→ **Set task**
Reproduce word for word the lines of the entries from the one containing "Where can the tree" through the end of the entries, inclusive.

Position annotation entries
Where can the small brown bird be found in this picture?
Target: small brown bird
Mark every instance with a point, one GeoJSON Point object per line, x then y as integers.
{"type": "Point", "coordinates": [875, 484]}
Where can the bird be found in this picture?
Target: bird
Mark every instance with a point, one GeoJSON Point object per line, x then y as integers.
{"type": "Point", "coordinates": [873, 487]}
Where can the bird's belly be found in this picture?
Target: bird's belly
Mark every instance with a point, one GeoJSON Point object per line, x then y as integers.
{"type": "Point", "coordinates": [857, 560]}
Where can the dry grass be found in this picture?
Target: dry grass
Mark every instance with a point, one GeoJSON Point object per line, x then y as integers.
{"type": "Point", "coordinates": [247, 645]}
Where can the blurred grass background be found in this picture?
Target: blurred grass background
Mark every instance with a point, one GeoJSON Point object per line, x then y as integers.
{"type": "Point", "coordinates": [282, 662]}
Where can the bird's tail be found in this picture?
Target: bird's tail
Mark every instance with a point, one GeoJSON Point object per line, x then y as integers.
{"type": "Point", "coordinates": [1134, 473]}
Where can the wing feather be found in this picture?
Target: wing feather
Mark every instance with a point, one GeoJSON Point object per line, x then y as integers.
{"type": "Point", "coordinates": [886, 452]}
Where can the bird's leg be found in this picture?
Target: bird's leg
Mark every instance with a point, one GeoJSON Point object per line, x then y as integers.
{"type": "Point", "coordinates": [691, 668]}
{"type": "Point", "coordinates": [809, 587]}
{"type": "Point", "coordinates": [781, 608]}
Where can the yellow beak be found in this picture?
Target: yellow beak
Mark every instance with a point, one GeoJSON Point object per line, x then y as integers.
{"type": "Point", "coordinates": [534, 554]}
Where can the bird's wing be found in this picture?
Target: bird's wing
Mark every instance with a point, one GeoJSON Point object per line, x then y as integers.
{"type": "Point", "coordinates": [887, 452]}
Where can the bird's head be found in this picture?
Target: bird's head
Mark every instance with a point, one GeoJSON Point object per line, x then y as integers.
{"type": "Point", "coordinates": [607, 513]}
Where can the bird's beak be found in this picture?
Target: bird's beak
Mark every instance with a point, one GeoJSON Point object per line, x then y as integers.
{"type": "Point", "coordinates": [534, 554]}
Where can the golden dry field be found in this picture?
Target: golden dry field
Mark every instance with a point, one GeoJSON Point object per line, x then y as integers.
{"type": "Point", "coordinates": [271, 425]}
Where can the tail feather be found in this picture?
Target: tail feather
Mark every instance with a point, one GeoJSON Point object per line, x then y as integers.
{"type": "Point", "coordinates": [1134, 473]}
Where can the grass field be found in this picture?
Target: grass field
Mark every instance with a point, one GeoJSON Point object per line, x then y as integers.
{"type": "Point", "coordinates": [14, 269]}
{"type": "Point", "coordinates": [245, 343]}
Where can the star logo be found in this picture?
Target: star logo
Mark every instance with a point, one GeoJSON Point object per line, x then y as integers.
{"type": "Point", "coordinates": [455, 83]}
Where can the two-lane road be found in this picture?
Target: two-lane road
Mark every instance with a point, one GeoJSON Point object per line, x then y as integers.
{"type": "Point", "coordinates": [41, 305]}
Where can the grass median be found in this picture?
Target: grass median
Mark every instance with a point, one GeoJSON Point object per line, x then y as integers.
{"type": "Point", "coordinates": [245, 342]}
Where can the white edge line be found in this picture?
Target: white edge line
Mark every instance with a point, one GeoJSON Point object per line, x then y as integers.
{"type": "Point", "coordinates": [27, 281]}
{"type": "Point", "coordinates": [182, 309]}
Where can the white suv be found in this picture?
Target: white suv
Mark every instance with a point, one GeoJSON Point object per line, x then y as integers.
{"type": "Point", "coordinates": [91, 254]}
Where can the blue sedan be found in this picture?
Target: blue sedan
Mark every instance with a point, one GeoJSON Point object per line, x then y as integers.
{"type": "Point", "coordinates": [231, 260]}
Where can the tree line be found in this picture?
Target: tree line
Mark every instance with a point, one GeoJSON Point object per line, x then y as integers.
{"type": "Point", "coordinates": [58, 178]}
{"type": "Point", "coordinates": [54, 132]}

→ **Solution**
Where can the tree line be found in this picture?
Target: tree line
Mark every instance with a point, one GeoJSON Point object per line, x then y as integers.
{"type": "Point", "coordinates": [58, 178]}
{"type": "Point", "coordinates": [54, 132]}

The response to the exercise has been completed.